## THE TASK
Transcribe the records exactly from the line with "Find the white shower" to the end, both included.

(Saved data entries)
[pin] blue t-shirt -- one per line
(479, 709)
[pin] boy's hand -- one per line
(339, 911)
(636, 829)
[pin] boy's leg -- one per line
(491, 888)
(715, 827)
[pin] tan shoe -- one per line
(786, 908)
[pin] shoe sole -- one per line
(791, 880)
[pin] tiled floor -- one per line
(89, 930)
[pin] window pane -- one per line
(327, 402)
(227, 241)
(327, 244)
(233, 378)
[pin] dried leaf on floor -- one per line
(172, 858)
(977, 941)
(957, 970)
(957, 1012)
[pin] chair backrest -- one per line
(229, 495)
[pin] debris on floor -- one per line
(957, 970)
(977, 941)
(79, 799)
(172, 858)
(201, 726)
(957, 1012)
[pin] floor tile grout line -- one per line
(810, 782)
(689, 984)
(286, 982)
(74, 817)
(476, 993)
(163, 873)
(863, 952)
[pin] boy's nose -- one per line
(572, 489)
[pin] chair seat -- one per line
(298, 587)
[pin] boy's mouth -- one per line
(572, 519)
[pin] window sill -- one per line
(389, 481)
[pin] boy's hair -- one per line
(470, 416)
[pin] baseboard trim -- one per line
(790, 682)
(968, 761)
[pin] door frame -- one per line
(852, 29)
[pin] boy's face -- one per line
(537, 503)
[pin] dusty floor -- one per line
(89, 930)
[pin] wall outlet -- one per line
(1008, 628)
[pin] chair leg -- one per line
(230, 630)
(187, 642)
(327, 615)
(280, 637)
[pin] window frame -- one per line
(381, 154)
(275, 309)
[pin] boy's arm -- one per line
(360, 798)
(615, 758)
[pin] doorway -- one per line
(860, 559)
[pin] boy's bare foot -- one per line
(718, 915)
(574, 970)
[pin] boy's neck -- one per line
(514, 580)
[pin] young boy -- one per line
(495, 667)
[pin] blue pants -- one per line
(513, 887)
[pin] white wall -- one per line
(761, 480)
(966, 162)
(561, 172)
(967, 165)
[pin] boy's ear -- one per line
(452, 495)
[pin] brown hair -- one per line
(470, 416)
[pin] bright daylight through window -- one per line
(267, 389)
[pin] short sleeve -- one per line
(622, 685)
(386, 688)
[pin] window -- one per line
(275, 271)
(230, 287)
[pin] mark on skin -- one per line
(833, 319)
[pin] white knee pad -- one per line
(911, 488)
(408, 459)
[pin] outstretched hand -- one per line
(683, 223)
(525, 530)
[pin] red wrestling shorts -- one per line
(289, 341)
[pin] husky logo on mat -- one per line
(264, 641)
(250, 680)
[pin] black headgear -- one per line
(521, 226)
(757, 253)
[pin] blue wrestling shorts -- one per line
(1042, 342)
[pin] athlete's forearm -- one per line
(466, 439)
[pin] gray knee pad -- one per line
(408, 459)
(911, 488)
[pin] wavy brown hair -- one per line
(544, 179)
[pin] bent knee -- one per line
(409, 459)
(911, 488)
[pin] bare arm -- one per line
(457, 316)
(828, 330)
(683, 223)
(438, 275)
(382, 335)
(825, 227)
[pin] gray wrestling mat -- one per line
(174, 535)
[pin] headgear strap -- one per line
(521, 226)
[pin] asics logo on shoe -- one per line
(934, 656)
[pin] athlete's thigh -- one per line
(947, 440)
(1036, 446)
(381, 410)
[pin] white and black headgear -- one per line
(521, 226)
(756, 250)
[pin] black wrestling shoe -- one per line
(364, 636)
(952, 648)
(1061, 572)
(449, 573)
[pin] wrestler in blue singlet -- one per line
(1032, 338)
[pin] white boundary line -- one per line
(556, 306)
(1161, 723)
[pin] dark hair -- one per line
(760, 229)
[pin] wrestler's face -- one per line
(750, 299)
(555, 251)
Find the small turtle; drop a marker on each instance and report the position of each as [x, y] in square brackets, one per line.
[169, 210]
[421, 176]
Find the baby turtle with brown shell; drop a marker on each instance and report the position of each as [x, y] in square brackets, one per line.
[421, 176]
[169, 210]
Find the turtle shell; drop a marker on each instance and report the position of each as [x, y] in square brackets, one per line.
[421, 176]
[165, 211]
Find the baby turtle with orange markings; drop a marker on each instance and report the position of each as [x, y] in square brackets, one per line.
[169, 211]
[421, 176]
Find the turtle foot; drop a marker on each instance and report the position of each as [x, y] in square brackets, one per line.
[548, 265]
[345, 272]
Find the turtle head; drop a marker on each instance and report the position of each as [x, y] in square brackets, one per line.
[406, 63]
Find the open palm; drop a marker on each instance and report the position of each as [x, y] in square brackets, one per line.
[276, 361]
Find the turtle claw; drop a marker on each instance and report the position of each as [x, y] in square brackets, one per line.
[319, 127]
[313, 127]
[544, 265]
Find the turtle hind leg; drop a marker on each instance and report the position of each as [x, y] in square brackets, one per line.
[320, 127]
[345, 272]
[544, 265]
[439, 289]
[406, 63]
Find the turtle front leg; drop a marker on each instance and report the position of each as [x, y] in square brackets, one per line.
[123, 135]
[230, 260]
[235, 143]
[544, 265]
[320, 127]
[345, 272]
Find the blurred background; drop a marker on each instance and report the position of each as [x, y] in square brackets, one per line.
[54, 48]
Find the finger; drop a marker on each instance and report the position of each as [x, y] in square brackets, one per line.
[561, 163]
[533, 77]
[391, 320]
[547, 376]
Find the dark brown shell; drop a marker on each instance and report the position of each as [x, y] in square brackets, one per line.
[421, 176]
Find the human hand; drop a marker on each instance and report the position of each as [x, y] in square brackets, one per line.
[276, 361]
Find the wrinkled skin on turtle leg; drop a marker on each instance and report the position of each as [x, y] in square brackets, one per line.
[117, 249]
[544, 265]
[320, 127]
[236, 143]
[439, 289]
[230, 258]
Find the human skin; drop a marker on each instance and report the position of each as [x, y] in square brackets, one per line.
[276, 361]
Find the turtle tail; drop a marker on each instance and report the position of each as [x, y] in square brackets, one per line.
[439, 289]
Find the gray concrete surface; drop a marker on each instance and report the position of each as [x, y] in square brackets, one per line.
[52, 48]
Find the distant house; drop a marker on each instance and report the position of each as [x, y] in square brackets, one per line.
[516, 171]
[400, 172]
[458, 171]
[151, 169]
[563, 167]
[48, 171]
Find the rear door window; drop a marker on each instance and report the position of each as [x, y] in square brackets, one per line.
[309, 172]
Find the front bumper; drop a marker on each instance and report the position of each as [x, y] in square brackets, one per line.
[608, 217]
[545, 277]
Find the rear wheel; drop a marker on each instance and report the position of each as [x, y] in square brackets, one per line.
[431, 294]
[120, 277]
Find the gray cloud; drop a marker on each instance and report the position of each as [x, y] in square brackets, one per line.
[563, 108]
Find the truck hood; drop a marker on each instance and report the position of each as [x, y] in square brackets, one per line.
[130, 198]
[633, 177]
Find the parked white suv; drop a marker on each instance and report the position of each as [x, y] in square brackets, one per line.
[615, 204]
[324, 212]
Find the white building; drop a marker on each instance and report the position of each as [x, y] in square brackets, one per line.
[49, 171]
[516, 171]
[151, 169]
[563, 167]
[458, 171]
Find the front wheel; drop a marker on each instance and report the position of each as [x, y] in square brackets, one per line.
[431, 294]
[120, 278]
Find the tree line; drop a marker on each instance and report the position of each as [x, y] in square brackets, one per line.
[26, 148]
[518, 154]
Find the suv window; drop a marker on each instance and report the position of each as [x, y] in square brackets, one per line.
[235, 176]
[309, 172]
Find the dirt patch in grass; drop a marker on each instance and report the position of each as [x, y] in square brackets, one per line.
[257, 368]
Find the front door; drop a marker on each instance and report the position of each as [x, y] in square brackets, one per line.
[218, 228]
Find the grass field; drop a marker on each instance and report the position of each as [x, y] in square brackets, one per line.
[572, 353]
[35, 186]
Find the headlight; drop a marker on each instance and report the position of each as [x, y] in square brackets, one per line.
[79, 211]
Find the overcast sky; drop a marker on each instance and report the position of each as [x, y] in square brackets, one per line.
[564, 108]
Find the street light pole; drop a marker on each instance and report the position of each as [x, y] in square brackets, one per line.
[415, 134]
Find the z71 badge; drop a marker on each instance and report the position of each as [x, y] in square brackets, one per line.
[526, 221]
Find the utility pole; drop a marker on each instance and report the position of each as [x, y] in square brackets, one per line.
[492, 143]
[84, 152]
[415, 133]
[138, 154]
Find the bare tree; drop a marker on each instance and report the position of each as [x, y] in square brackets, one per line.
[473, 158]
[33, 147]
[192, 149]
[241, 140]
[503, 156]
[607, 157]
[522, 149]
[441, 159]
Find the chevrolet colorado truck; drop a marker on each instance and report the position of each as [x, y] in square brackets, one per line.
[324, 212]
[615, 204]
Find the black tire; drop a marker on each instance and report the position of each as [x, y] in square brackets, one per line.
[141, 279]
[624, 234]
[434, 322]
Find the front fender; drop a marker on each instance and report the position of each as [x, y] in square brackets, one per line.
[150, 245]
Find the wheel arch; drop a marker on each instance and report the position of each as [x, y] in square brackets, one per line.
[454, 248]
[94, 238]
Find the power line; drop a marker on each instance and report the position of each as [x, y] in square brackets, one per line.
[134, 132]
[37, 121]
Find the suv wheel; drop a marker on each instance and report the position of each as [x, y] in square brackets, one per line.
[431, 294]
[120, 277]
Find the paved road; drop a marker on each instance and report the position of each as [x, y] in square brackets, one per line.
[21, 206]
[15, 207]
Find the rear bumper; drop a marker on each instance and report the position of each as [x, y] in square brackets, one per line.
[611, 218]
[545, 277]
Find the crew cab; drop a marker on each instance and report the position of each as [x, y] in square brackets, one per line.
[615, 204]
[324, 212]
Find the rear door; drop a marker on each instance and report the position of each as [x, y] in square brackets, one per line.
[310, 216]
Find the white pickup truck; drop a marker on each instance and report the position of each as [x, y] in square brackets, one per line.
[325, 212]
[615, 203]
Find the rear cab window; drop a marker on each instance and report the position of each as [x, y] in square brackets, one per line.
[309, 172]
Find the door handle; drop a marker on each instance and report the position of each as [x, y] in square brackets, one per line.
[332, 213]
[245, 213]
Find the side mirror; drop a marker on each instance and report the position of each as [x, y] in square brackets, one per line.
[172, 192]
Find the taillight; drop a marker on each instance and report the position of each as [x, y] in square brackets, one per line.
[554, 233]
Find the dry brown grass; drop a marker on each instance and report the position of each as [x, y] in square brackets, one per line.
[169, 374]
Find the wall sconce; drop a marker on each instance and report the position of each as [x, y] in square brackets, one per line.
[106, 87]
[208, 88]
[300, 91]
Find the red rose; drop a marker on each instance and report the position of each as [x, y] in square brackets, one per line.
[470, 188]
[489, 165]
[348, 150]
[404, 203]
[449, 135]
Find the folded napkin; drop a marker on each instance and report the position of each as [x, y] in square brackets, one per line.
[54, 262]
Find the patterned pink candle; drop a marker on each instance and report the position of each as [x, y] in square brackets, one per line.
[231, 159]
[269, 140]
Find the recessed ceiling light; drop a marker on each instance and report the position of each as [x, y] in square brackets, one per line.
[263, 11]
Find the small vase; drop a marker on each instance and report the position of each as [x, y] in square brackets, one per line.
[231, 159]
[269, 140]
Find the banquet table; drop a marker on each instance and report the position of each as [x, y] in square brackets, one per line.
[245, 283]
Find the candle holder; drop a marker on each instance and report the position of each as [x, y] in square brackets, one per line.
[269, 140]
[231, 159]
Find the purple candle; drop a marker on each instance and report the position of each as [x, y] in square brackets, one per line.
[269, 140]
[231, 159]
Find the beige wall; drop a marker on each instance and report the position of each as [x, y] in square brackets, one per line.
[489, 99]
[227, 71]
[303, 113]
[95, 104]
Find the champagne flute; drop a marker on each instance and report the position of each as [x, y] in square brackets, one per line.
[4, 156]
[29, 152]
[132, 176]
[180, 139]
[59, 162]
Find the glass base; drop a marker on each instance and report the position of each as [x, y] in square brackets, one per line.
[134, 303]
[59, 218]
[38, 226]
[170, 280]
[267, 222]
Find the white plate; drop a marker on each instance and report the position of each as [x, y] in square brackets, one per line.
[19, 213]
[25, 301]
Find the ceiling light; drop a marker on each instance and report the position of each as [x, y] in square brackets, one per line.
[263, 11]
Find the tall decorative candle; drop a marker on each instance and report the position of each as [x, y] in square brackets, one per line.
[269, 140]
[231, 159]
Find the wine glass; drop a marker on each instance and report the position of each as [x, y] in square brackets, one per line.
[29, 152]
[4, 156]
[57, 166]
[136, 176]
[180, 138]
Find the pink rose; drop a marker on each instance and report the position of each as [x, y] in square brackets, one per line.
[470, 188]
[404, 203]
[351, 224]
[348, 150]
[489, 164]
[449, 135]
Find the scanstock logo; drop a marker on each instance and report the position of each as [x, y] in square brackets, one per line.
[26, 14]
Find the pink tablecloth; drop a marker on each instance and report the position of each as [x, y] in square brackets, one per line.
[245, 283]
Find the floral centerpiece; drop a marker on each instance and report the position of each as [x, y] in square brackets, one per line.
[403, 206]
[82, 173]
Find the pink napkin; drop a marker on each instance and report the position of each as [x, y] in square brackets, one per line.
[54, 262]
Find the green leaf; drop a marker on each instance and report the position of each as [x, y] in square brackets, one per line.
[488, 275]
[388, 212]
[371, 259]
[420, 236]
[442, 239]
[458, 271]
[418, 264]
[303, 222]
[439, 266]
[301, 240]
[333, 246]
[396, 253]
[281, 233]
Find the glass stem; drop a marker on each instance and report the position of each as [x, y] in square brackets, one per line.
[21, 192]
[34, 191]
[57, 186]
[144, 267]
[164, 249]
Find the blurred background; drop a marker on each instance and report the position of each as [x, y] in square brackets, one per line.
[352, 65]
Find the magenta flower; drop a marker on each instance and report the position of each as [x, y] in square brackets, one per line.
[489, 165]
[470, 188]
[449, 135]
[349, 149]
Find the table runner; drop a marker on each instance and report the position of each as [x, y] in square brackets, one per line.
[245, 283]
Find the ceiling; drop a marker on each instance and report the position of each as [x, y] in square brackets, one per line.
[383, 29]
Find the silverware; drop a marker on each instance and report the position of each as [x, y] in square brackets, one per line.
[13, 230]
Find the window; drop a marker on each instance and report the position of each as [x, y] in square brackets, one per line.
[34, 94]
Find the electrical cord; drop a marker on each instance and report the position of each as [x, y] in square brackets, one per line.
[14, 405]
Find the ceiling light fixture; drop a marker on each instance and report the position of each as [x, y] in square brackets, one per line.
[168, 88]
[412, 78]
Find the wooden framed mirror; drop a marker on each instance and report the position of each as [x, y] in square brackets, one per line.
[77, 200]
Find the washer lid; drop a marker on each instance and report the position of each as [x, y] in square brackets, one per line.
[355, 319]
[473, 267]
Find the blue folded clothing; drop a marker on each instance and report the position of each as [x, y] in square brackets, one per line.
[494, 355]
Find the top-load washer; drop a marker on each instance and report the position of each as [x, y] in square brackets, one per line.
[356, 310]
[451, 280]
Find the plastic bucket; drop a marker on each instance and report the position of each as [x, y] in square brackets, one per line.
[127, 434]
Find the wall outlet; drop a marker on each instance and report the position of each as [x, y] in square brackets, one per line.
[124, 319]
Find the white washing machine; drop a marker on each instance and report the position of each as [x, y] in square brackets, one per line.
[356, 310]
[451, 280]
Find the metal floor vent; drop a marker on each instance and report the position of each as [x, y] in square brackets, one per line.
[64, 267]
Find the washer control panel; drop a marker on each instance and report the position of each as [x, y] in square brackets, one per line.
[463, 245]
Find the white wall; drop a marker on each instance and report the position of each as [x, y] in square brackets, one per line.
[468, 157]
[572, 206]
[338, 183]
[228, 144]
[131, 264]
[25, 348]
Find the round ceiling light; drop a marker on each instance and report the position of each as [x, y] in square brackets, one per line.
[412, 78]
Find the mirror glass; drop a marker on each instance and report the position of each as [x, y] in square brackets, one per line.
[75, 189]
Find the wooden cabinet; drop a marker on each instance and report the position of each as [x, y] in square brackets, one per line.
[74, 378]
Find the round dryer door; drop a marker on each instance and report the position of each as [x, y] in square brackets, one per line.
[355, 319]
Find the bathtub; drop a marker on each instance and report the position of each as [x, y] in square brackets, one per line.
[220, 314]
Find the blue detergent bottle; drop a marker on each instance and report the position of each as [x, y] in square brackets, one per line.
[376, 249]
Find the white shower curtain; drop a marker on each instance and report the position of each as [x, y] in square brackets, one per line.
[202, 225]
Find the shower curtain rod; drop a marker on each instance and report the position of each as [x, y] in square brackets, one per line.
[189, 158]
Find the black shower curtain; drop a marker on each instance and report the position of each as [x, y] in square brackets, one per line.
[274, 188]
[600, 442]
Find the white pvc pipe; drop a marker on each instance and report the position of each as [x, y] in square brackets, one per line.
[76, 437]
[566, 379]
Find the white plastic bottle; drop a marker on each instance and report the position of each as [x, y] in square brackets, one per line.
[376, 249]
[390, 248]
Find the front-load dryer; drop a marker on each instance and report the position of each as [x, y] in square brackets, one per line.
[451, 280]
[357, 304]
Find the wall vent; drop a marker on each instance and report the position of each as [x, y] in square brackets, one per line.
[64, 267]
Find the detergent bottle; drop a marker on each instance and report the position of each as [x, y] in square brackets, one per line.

## WRITTEN SOLUTION
Find the white shower curtain; drop a marker on each instance and report the position of each as [x, y] in square brackets, one per line.
[202, 225]
Find the shower curtain rod; drop a marker on each instance and report the position of each as [x, y] in square brackets, one per line.
[189, 158]
Find the black shower curtain; drop a marker on each instance and report the position of each as [x, y] in square brackets, one per line.
[274, 188]
[600, 442]
Find the white pvc pipe; drop a marker on each instance and report the position of each as [x, y] in square brackets, one per line.
[76, 437]
[566, 379]
Find the white plastic bottle; drop a marker on each instance and report the position of each as [x, y] in square brackets, one per line.
[376, 249]
[390, 248]
Find the front-load dryer; drop a marker on each instance and report the position of each as [x, y] in square brackets, one per line.
[451, 280]
[357, 304]
Find the wall vent; drop a marker on each instance and report the position of each as [x, y] in square brackets, one per line.
[64, 267]
Find the detergent bottle; drop a marker on each instance and report the position of each as [x, y] in square brackets, one per line.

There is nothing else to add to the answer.